SELECTION
--
Trofeo San Nicola
- Founded: 2015
- Region: Italy
- Teams: 3
- Current champions: Milan (1st title)
- Most championships: Milan (1 title)

= Trofeo San Nicola =

The Trofeo San Nicola is a yearly football friendly tournament played by three Italian football teams. The trophy is played in an unusual format where each team plays a traditional half of football against the other two teams, each half of which comprises a separate match.

==Winners==

| Team | Times played | Titles won | Years |
|---|---|---|---|
| Milan | 1 | 1 | 2015 |
| Bari | 1 |  |  |
| Internazionale | 1 |  |  |

==Editions==

===2015 Trofeo San Nicola===

====Standings====
- Only one 45-minute half played.
--
(Object position labeling lines)
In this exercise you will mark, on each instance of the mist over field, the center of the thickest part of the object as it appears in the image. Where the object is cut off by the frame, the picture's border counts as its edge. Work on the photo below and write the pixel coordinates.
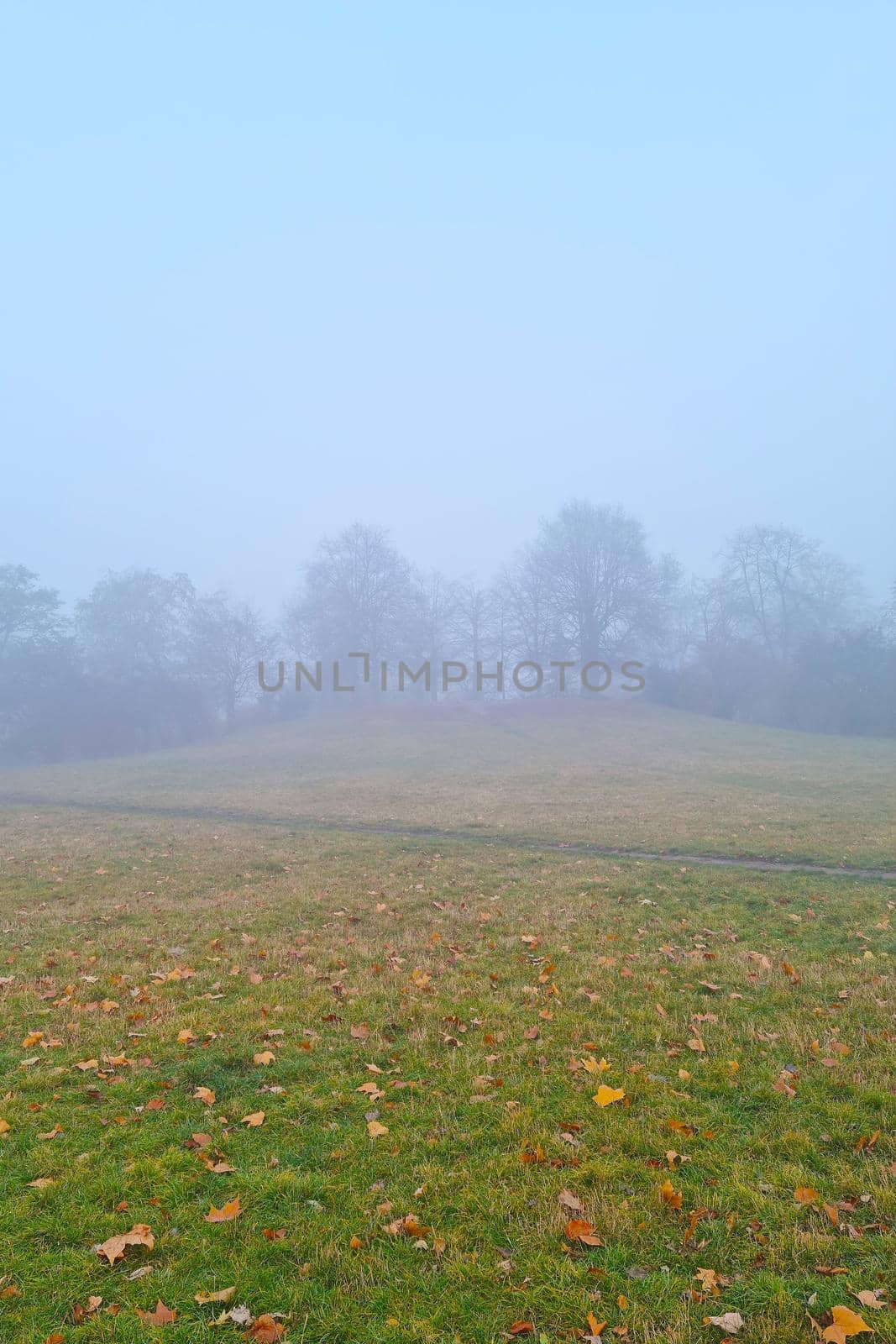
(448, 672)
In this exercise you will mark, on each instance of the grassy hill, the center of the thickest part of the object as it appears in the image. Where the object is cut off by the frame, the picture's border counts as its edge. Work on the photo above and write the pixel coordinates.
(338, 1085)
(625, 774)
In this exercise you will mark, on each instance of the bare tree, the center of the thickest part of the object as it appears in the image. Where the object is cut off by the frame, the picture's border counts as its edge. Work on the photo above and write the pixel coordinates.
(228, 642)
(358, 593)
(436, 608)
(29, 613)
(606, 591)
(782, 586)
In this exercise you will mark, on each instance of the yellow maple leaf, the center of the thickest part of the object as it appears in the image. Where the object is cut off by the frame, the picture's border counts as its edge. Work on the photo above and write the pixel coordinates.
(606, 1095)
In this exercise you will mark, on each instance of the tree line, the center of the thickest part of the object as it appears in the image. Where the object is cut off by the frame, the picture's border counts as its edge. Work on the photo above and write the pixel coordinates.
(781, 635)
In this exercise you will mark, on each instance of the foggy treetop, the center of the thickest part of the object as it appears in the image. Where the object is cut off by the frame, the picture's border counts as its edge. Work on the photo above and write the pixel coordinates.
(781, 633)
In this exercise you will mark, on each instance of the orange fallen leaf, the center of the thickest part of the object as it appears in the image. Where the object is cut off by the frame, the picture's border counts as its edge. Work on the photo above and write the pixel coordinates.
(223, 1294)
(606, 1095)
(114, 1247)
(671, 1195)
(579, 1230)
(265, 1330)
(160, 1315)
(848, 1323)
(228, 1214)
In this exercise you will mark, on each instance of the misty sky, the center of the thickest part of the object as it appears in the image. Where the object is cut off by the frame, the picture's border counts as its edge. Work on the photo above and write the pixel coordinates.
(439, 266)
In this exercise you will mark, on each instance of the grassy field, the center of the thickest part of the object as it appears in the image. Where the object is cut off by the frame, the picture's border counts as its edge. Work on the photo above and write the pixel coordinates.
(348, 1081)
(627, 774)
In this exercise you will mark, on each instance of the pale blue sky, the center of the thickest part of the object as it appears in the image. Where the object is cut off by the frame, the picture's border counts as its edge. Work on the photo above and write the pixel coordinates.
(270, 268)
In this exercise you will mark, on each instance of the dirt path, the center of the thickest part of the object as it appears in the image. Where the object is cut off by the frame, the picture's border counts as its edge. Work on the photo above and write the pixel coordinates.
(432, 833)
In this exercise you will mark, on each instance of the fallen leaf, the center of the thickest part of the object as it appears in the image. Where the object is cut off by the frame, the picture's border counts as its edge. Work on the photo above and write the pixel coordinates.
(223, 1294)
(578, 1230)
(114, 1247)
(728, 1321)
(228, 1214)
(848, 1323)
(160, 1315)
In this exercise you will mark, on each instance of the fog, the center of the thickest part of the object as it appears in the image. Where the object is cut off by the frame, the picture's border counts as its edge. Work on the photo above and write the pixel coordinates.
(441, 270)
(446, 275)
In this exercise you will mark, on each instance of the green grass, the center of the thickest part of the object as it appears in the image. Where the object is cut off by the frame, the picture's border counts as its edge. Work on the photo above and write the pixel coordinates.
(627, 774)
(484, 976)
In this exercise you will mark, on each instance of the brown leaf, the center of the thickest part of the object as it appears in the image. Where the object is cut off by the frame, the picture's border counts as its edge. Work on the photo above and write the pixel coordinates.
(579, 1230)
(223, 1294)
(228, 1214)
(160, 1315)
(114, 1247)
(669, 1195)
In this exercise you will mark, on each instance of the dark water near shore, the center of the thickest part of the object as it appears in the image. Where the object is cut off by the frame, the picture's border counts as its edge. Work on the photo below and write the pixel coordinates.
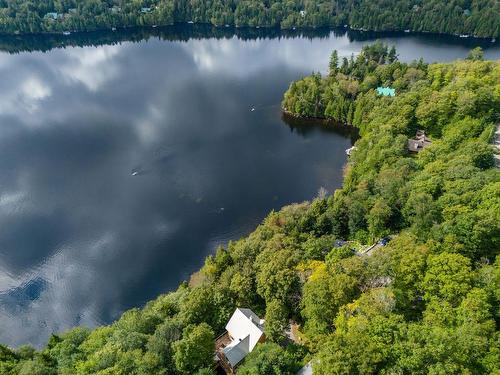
--
WHAT YOU SHOULD DO
Duplicate the part of the Trofeo San Nicola text starting at "- Most championships: Milan" and ending at "a separate match.". Rely only on the text about the Trofeo San Nicola.

ANSWER FOR THE TASK
- Most championships: Milan (1 title)

= Trofeo San Nicola =

The Trofeo San Nicola is a yearly football friendly tournament played by three Italian football teams. The trophy is played in an unusual format where each team plays a traditional half of football against the other two teams, each half of which comprises a separate match.